** START Listing **
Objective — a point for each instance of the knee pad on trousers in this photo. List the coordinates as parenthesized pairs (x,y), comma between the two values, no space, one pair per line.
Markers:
** END Listing **
** START Listing **
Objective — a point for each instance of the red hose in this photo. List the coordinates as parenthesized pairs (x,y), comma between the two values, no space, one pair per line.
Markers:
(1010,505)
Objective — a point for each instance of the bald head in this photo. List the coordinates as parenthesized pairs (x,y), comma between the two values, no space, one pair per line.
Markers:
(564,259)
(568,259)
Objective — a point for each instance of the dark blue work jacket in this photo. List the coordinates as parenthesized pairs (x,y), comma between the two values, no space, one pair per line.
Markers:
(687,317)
** END Listing **
**Exercise instructions**
Give only the number of lines in the items above that contain the word "comma".

**Final result**
4